___ Available records ___

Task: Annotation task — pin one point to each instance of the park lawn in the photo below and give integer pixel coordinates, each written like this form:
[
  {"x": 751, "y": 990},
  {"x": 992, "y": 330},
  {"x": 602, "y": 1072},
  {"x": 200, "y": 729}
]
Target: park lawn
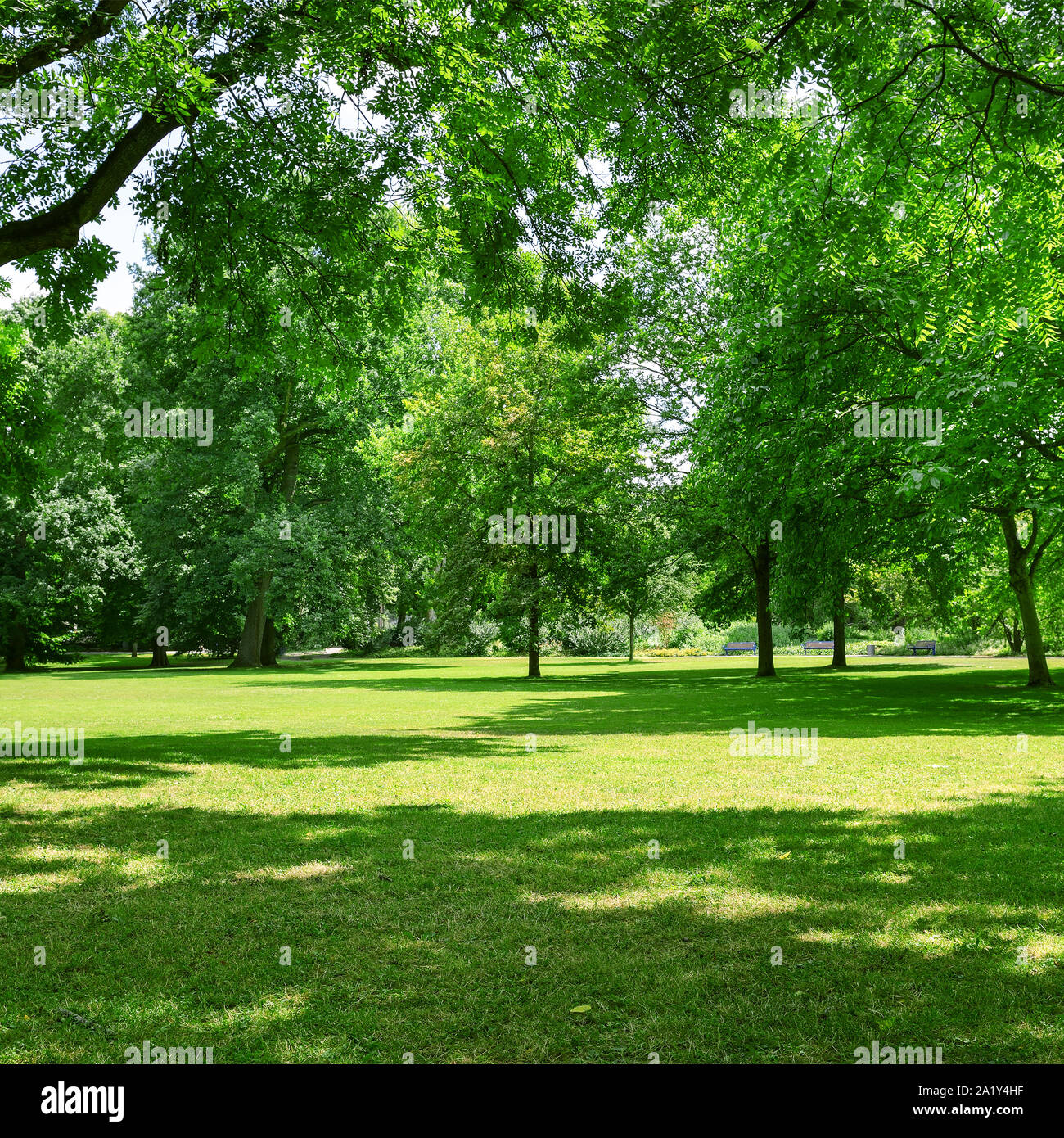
[{"x": 545, "y": 847}]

___

Exercise goal →
Write the records out once more, exactly as they appear, with no pictures.

Solution to this problem →
Task: Annotation task — pin one point to each instance of the park lawn in the photo below and give integer pixel coordinates, each written like this form:
[
  {"x": 751, "y": 990},
  {"x": 992, "y": 330},
  {"x": 602, "y": 1072},
  {"x": 200, "y": 729}
]
Target: park lawn
[{"x": 545, "y": 847}]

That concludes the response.